(Coordinate annotation entries)
++++++
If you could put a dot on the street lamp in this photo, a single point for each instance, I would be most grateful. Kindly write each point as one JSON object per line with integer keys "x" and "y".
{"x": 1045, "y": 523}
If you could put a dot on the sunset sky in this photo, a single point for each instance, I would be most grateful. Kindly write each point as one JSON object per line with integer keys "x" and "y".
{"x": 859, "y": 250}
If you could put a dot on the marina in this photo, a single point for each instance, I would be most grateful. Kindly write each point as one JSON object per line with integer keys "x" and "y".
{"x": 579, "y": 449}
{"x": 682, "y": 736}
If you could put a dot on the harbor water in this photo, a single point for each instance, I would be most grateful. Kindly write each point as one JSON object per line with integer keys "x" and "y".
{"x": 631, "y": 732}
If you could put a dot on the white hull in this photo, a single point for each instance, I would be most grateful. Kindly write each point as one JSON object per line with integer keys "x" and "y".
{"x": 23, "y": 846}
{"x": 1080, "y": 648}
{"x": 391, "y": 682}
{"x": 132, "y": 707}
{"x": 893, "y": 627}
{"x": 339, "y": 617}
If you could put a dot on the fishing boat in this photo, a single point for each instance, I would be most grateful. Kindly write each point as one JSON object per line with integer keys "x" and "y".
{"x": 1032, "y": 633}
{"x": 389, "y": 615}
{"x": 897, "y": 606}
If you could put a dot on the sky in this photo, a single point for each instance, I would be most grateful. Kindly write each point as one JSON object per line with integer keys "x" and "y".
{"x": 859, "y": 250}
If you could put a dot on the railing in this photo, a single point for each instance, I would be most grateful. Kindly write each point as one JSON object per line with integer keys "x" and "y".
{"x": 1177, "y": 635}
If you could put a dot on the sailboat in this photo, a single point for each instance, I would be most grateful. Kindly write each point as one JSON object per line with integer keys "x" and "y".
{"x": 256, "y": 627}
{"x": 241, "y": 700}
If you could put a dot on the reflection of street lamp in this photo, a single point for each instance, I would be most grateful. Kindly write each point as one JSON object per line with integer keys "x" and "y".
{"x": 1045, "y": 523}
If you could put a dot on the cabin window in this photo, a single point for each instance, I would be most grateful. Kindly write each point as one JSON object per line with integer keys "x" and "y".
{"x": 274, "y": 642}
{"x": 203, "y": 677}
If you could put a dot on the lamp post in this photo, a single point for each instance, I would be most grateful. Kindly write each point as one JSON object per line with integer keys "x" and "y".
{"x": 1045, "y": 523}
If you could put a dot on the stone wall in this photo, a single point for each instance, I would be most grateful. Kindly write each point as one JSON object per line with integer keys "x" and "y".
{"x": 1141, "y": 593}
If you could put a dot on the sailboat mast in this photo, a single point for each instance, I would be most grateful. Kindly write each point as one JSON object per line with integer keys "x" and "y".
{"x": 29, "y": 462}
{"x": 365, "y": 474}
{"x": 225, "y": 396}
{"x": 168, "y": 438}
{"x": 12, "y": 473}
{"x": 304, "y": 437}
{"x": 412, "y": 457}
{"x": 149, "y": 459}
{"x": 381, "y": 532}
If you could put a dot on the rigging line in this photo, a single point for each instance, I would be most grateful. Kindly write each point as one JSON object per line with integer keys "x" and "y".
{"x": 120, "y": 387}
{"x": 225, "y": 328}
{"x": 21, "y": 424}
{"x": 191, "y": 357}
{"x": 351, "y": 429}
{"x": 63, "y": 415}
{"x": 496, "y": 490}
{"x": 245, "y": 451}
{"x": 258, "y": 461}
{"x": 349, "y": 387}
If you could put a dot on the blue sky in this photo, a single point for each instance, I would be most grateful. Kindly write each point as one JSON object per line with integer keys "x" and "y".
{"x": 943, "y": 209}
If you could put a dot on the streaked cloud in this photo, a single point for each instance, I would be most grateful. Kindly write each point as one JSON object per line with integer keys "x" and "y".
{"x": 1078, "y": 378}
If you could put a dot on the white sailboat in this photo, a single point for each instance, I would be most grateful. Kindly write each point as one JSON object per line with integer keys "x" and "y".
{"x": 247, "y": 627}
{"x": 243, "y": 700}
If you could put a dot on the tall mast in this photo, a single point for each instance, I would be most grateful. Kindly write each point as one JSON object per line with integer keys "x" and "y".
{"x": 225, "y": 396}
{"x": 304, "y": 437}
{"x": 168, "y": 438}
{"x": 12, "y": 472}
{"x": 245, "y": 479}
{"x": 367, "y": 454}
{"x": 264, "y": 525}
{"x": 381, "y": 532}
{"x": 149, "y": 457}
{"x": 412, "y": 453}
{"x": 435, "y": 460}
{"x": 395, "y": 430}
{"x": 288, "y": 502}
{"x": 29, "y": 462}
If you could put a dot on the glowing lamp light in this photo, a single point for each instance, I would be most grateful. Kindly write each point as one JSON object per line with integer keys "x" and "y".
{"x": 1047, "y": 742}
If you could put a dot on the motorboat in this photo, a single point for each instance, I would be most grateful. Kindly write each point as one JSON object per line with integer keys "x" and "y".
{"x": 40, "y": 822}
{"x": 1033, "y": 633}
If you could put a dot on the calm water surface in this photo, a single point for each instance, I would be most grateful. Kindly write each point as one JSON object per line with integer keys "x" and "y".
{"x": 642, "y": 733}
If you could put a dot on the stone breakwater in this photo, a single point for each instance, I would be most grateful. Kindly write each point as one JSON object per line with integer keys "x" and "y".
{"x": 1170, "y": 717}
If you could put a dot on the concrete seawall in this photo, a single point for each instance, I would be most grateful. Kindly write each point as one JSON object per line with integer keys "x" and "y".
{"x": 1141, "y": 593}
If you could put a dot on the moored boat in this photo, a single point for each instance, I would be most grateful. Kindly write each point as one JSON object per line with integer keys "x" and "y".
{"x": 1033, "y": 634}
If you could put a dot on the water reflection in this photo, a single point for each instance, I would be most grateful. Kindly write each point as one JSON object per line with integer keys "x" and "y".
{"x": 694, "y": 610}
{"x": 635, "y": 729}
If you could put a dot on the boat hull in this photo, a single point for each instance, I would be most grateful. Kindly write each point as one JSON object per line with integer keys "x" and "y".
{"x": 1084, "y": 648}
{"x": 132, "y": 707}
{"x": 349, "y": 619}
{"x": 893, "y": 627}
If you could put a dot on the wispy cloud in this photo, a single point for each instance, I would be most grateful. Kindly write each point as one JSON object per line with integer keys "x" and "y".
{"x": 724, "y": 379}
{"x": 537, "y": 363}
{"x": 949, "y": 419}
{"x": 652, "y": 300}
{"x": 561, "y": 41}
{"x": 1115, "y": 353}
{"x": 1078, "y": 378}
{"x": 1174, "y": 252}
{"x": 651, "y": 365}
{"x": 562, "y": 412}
++++++
#### WRITTEN PROBLEM:
Rewrite the material starting at the line that contains "If you could put a dot on the moored" and continuing through the end, substituting "very thankful" for every "most grateful" and leaving everything else as it is.

#### EXERCISE OUTPUT:
If you could put a dot on the moored boat in this photo, a single point for each instance, I would be very thankful. Kindly write each point as one JSON object per line with integer keys "x" and "y".
{"x": 1033, "y": 634}
If you could put a dot on the water reflection in this photo, a single point for each instance, I would be very thankful. Kindly write each point as one JSON object per line with integer keys "x" and "y".
{"x": 694, "y": 610}
{"x": 635, "y": 729}
If you could put a dot on the boat hull in this photo, a single point for each instance, I would be very thankful. Kindly write each point as one JSON object per line with integer keys "x" and "y".
{"x": 1084, "y": 648}
{"x": 132, "y": 707}
{"x": 349, "y": 619}
{"x": 893, "y": 627}
If you could put a dot on the wispy cloud in this photo, a single point for each instance, I would be very thankful. Kindly write each point as one JSON object per line with integer keys "x" and "y".
{"x": 724, "y": 379}
{"x": 537, "y": 363}
{"x": 949, "y": 419}
{"x": 652, "y": 300}
{"x": 561, "y": 41}
{"x": 1115, "y": 353}
{"x": 1078, "y": 378}
{"x": 1174, "y": 252}
{"x": 651, "y": 365}
{"x": 562, "y": 412}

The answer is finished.